→ Instrução
Reproduza literalmente o trecho do texto sobre decisões judiciais em casos de violência doméstica que vai de "O Observatório Permanente" até "de violência doméstica.", inclusive.

→ Texto fornecido
O Observatório Permanente da Justiça (OPJ) realizou um estudo onde revela que a insensibilidade, o preconceito e o sexismo estão na base de muitas decisões judiciais relacionadas com crimes de violência doméstica.
O “sexismo jurídico constitucional” atenua as necessidades de prevenção, dado que terá sido perante uma situação desrespeitosa da ofendida para como o arguido que o mesmo praticou os factos, refere o OPJ
"O 'sexismo jurídico constitucional' atenua as necessidades de prevenção, dado que terá sido perante uma situação desrespeitosa da ofendida para como o arguido que o mesmo praticou os factos", refere o OPJ

Este trabalho intitulado “Estudo Avaliativo das decisões judiciais em matéria de violência doméstica” analisou um conjunto de várias sentenças no âmbito da violência doméstica tendo-se também alicerçado em várias entrevistas feitas a magistrados judiciais e do Ministério Público que assumiram não só as "fragilidades" do sistema como também a "sua impreparação para tratar muitos destes casos".

Segundo o relato de um juiz citado pelo “Diário de Notícias” este é o "tipo de crime mais complicado de julgar porquanto na maioria das vezes ele ocorre apenas com duas pessoas com protagonistas havendo algumas situações em que os filhos são testemunhas do mesmo".

→ Entradas fornecidas
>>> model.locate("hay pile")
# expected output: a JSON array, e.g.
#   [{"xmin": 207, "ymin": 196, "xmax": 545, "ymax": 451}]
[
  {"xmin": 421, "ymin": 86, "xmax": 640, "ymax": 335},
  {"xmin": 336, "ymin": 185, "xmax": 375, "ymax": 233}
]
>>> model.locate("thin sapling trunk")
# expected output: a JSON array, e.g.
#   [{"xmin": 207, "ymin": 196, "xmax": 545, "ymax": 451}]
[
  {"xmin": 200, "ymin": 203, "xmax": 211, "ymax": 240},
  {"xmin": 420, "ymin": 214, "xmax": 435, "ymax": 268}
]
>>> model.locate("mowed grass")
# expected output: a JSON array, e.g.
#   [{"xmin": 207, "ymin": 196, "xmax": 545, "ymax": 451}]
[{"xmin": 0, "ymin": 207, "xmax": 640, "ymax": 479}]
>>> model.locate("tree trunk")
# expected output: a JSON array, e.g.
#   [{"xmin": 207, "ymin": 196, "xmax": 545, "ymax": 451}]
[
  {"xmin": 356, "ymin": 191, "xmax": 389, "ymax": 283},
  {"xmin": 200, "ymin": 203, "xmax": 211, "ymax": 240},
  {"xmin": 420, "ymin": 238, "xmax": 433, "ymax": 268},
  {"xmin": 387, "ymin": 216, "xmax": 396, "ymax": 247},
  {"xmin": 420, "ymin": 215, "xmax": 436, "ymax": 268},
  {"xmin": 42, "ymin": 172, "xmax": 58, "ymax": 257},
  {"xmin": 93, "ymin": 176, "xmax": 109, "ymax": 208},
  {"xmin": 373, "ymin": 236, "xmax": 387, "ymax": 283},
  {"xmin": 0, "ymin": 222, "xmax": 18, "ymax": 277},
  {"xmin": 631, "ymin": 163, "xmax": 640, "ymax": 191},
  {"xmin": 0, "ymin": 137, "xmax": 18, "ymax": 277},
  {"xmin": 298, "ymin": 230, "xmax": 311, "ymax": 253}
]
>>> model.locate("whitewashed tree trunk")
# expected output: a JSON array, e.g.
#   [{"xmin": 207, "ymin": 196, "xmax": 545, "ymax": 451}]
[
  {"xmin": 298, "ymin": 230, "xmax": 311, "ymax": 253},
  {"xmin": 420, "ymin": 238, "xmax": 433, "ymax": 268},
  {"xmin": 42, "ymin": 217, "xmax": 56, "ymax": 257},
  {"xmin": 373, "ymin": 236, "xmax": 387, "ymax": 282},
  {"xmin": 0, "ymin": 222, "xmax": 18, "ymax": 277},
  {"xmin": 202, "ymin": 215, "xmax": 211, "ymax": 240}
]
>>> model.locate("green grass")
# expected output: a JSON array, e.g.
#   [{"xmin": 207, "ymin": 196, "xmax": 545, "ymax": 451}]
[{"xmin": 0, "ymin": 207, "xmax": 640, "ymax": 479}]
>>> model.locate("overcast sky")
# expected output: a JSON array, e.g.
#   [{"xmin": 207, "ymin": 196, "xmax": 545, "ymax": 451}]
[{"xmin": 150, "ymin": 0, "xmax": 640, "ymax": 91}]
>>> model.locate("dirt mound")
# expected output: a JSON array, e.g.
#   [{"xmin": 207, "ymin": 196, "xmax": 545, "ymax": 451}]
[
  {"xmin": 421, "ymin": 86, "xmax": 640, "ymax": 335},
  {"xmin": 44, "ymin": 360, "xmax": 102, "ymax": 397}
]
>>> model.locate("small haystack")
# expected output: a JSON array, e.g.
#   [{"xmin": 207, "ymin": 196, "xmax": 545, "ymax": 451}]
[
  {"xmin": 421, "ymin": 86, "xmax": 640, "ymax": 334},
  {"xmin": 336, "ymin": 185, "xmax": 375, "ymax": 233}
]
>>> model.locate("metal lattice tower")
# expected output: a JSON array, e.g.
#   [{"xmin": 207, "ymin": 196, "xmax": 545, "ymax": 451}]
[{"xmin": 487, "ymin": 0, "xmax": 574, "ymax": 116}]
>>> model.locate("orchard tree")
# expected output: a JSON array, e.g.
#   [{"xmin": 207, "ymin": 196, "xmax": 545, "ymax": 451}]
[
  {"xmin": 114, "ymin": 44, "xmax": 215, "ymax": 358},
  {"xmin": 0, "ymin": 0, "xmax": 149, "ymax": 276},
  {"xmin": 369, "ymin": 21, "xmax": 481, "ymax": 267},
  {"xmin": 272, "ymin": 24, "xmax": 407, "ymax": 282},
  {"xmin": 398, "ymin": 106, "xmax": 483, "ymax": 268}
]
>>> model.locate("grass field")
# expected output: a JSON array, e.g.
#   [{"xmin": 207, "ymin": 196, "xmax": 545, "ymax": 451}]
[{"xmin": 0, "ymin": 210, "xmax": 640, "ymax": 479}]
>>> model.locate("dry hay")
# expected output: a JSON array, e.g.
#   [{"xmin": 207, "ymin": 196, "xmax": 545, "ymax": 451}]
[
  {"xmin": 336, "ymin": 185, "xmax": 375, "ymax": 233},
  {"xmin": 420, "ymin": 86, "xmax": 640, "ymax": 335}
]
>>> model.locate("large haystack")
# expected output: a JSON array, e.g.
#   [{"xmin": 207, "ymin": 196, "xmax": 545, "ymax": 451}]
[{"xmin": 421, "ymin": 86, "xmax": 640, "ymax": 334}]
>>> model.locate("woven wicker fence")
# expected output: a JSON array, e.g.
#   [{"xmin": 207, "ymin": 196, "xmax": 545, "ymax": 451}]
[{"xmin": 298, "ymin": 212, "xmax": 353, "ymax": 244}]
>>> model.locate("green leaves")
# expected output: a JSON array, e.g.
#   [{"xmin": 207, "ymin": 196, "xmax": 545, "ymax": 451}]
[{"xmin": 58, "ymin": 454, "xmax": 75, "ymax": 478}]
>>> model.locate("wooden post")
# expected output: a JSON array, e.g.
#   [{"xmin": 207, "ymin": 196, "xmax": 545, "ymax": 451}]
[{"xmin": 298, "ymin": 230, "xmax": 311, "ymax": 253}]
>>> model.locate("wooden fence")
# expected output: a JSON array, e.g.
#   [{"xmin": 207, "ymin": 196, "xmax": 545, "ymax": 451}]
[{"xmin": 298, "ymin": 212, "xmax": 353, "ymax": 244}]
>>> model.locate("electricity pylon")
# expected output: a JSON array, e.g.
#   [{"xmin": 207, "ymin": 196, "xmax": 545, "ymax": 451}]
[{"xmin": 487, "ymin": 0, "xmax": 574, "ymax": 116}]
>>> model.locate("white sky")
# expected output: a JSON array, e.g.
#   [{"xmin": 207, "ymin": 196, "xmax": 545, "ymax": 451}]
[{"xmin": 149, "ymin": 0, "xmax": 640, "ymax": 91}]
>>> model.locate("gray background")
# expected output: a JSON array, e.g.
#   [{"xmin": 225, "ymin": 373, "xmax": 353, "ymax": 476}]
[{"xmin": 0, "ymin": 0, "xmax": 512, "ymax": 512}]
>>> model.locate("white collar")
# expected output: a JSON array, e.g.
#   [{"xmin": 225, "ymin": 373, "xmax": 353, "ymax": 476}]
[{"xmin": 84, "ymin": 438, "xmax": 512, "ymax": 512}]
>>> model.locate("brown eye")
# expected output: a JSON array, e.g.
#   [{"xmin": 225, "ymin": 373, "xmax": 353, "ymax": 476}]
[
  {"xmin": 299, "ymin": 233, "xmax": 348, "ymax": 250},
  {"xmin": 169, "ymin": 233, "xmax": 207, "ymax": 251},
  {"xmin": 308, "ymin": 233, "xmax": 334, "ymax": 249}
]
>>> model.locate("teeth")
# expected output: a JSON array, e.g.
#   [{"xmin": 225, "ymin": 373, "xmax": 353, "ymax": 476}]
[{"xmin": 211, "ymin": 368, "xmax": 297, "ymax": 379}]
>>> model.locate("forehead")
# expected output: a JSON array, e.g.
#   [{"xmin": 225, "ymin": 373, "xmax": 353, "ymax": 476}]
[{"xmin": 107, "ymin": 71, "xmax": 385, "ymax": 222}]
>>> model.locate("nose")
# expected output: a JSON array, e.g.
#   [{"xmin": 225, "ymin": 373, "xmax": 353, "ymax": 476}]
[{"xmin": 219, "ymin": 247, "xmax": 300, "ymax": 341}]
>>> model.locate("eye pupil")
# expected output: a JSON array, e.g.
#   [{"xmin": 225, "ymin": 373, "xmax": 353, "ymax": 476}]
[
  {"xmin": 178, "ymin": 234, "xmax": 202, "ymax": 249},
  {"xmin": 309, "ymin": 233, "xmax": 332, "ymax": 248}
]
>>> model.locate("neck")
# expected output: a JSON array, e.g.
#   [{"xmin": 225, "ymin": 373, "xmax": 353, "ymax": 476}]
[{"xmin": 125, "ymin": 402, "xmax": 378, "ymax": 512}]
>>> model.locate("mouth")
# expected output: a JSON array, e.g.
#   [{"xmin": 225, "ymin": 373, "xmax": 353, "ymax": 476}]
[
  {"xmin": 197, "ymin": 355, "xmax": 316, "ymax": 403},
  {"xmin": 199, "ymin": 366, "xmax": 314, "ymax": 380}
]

→ Problema resolvido
O Observatório Permanente da Justiça (OPJ) realizou um estudo onde revela que a insensibilidade, o preconceito e o sexismo estão na base de muitas decisões judiciais relacionadas com crimes de violência doméstica.